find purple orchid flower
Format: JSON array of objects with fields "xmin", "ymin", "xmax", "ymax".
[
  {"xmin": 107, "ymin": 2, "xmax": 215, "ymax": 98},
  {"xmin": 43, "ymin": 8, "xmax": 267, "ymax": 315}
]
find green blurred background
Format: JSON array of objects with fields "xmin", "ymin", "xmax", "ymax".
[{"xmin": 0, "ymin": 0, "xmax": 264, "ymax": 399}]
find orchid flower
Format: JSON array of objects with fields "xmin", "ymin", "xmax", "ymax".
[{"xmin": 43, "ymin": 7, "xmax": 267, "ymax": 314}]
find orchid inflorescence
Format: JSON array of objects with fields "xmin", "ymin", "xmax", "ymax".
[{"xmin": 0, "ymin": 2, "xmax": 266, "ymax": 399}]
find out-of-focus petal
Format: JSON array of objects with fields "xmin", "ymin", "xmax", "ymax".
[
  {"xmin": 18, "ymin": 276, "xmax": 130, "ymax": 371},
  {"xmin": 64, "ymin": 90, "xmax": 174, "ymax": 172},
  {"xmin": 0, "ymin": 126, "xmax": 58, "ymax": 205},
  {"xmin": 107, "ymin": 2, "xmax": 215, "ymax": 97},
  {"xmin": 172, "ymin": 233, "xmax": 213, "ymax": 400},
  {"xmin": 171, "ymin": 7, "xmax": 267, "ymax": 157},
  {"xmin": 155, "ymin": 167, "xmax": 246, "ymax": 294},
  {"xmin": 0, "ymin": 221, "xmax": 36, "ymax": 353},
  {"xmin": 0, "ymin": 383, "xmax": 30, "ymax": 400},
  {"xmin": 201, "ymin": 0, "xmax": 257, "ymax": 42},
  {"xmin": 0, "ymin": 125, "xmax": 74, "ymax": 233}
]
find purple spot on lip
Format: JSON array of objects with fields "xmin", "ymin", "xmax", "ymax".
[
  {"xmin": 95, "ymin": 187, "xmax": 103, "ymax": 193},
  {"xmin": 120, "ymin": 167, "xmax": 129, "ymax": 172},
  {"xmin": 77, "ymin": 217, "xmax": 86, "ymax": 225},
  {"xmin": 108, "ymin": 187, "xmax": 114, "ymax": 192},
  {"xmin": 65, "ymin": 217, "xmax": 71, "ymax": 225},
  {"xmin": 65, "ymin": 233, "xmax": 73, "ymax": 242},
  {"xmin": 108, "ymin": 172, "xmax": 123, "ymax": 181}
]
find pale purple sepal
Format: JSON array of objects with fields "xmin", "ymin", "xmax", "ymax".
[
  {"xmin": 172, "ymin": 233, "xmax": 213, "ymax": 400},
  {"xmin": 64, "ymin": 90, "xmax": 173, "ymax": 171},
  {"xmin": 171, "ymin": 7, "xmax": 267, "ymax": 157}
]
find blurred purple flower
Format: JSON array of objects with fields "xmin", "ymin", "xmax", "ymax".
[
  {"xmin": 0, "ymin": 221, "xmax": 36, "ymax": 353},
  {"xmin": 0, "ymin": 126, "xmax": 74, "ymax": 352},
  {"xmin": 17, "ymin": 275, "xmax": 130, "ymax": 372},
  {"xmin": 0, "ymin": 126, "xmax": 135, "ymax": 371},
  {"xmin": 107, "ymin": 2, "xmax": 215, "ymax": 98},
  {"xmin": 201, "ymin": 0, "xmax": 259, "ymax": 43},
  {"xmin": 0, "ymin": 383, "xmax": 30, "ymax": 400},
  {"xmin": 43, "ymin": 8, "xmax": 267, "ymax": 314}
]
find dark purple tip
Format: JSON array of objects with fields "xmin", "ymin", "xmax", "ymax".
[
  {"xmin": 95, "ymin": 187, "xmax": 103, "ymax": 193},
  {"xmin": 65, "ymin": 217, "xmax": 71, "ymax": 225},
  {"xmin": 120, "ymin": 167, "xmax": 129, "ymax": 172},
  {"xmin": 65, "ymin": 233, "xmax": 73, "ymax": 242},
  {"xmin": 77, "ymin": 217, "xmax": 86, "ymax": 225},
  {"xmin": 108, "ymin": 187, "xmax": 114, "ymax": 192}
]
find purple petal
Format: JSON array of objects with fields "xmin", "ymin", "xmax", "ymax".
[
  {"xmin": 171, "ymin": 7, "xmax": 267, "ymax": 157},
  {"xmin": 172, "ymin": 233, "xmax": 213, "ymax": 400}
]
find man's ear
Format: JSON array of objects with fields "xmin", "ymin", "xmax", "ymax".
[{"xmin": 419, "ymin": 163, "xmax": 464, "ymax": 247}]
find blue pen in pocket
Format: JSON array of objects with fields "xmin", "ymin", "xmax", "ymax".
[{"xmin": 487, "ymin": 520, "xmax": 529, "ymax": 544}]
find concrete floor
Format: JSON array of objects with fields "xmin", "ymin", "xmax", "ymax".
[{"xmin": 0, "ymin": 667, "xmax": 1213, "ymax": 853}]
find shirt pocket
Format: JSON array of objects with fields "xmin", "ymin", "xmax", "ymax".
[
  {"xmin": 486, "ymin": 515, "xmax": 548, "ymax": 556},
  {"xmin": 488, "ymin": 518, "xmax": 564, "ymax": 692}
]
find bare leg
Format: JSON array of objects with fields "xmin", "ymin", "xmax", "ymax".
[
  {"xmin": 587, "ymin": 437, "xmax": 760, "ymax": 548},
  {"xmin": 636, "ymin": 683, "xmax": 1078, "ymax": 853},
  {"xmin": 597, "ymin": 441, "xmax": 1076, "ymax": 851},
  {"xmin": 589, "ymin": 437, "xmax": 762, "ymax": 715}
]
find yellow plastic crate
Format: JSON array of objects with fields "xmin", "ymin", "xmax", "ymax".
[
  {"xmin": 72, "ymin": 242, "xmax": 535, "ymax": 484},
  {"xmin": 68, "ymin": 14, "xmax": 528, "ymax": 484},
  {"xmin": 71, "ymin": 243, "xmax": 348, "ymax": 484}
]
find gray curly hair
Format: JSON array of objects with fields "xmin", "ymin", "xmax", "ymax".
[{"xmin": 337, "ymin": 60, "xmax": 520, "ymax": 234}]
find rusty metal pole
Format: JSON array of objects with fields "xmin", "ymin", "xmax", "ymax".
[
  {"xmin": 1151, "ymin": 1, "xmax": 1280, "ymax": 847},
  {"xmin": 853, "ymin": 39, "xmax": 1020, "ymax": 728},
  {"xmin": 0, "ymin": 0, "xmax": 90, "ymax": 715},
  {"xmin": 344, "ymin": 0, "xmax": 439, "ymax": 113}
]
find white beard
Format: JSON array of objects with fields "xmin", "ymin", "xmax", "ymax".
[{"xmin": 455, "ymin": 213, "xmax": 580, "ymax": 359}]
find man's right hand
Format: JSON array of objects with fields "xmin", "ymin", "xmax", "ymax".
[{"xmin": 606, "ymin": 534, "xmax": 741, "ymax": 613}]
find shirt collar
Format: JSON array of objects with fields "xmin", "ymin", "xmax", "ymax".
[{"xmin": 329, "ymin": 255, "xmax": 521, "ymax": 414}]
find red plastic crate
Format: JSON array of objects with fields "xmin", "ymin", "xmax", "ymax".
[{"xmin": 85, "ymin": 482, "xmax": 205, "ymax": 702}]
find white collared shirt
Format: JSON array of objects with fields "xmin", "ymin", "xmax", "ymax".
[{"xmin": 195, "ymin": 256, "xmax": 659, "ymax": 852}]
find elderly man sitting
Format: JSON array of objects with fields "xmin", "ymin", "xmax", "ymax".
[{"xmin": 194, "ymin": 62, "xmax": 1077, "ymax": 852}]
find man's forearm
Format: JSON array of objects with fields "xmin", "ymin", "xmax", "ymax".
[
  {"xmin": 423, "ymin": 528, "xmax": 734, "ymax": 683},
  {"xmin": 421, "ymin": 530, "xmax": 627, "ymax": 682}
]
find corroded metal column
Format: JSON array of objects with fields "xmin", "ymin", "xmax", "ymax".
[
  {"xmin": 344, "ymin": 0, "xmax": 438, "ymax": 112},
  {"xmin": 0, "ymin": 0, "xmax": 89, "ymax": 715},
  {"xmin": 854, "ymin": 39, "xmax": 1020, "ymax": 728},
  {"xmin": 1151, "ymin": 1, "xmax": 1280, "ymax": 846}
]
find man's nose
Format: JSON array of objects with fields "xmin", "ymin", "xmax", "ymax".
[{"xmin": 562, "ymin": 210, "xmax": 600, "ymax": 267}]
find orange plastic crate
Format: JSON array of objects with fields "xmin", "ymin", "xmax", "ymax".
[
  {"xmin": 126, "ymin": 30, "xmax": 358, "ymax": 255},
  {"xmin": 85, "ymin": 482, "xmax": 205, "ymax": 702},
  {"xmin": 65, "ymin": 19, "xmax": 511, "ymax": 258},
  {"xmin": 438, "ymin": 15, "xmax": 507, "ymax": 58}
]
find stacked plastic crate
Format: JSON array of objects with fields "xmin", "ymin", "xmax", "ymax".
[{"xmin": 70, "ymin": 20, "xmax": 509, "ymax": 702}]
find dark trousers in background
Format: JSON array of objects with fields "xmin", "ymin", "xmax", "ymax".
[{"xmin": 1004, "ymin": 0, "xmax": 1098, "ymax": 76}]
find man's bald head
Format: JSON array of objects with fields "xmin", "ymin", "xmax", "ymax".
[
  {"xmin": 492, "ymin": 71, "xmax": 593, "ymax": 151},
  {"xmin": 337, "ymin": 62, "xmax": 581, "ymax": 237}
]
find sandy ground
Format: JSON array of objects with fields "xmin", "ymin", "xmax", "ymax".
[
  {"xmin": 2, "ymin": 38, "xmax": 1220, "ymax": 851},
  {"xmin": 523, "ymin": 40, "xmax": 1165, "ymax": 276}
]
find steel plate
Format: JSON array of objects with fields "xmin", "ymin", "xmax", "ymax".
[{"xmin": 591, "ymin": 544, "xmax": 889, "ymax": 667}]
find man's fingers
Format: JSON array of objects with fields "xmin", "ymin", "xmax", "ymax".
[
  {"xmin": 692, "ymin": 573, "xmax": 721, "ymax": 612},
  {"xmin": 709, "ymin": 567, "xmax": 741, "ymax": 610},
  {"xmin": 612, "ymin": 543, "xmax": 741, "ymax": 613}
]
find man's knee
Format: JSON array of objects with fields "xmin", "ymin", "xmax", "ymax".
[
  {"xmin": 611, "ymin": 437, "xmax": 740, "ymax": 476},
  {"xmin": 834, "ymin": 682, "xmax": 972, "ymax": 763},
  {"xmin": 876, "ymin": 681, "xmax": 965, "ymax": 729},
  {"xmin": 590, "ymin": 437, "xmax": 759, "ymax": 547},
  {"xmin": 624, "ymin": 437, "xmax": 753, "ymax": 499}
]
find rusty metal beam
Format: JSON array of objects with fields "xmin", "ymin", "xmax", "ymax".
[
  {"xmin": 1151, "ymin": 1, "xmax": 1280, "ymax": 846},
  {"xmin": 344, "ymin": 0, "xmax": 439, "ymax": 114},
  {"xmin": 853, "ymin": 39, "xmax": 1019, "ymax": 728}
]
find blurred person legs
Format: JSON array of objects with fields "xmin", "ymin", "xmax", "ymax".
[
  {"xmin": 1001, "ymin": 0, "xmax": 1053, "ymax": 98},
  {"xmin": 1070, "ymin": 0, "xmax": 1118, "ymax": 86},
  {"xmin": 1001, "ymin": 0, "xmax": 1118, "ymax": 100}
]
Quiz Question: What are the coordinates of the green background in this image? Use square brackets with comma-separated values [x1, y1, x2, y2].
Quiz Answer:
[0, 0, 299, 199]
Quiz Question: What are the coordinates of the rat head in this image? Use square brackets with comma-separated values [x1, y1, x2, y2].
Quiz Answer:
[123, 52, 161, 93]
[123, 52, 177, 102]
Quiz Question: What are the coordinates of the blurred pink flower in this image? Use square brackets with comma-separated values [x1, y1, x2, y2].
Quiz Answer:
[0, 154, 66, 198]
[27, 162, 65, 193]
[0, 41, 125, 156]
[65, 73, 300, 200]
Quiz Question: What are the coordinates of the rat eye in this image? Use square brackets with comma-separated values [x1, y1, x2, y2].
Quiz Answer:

=====

Return each line from the entries above that includes "crate".

find yellow plastic crate
find red plastic crate
find orange plastic crate
find stacked plastic crate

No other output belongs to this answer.